┌──
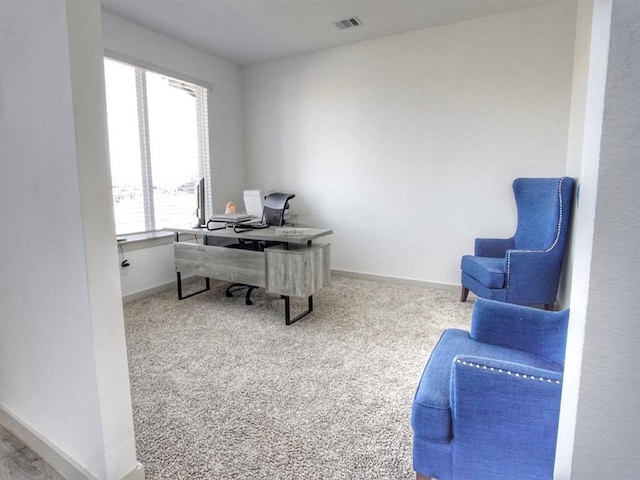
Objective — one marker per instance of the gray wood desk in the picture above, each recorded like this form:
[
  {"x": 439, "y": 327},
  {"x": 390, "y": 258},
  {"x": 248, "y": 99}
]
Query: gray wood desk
└──
- [SHORT TASK]:
Can you reproduce every line of the records above word for word, omitting the pictures?

- [THE RESPONSE]:
Objective — one marker per instance of the gray wood desk in the picture above, each recorded like this form:
[
  {"x": 439, "y": 327},
  {"x": 390, "y": 258},
  {"x": 248, "y": 99}
]
Query: gray wood desk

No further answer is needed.